Supplied passage |
........

Foundation and Community Funding

Another source of funding utilized by some California community college libraries is from their college foundations and friends of the library groups as well as through voter approved bonds.

Endowments and College Foundations

Some libraries have established endowments through their foundations. These can be funded by a large initial donation, by small, ongoing donations (including automatic deductions from employee paychecks), and through naming rights for tiered sponsorship levels. Funds are dispersed in accordance with the agreement establishing the endowment.

Many college foundations offer grants to support specific projects. Libraries have used these “mini-grants” to purchase things like calculators for semester loans and new resources.

Friends Groups

A number of libraries have associated friends groups that support library activities by coordinating volunteers or fundraising. In some cases, libraries charge community members a fee for borrowing privileges as a way to offset the cost and to raise funds. One example of a friends group supporting libraries is the funding of extended hours and library furniture.

........

[Data excerpts]

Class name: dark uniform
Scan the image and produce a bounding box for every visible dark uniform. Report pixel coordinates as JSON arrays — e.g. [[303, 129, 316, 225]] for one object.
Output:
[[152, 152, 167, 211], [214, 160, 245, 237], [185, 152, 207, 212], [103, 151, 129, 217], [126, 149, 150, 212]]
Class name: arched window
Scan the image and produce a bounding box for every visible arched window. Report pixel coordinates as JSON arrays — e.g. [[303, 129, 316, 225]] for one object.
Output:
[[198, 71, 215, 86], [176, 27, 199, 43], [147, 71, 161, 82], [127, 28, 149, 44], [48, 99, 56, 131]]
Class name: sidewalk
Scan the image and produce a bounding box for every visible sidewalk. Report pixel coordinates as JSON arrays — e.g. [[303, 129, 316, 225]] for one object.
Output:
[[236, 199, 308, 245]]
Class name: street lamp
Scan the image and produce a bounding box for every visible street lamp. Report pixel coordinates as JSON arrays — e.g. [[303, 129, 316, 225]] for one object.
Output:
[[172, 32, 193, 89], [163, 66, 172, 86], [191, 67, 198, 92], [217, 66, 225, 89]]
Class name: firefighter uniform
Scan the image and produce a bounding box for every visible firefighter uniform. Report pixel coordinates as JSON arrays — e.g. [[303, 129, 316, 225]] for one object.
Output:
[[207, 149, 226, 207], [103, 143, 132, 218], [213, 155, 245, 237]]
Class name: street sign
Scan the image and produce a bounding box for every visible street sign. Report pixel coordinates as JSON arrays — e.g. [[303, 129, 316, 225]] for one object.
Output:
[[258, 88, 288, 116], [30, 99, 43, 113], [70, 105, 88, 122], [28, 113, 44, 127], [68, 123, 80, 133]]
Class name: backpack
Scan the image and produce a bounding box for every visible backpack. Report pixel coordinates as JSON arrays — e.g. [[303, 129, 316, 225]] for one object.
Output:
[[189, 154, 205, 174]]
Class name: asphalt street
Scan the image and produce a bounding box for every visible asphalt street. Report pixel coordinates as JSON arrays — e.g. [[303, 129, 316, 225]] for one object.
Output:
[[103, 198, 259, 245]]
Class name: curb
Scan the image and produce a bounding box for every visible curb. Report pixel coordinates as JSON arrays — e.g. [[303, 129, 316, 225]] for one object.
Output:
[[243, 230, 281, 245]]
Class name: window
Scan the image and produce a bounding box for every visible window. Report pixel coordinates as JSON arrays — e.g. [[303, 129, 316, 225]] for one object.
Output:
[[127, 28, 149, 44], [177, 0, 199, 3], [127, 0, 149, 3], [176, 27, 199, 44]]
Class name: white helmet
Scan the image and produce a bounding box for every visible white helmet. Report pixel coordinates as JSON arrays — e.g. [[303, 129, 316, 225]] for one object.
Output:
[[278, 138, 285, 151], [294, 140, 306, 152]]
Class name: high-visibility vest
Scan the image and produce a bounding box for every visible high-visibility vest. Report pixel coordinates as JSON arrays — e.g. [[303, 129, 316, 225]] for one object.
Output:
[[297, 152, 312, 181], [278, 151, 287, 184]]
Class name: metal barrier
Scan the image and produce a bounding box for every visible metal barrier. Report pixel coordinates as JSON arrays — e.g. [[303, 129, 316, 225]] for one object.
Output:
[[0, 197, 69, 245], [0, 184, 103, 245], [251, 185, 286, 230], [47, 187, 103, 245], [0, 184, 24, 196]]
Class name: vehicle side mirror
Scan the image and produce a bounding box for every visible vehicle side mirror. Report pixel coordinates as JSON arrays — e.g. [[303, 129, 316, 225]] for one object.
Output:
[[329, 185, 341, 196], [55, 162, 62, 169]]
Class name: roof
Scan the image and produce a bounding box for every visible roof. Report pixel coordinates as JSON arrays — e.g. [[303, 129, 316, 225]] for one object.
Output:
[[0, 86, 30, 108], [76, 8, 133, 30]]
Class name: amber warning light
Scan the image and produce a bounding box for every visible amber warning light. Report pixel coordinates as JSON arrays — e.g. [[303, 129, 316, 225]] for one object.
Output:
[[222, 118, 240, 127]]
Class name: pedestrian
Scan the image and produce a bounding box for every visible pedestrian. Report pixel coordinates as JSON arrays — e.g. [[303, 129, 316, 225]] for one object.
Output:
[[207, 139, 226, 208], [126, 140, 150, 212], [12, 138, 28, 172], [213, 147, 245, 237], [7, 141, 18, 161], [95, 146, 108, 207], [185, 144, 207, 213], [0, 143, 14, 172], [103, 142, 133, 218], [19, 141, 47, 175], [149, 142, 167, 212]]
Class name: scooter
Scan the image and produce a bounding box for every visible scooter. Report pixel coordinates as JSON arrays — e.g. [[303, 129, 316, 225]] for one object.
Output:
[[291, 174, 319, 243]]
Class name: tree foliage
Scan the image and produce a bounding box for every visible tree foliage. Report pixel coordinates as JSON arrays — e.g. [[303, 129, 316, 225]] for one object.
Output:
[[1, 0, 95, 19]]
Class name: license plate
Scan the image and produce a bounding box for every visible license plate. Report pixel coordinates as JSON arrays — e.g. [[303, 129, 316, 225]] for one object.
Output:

........

Problems to work on |
1. Summarize the funding passage in two sentences.
2. Quote the funding passage word for word from "Foundation and Community" to "establishing the endowment.".

Solutions |
1. Some California community college libraries draw funding from college foundations, friends of the library groups, and voter-approved bonds. Foundations support libraries through endowments and project mini-grants, while friends groups coordinate volunteers or raise funds, for example, to pay for extended hours and library furniture.

2.
Foundation and Community Funding

Another source of funding utilized by some California community college libraries is from their college foundations and friends of the library groups as well as through voter approved bonds.

Endowments and College Foundations

Some libraries have established endowments through their foundations. These can be funded by a large initial donation, by small, ongoing donations (including automatic deductions from employee paychecks), and through naming rights for tiered sponsorship levels. Funds are dispersed in accordance with the agreement establishing the endowment.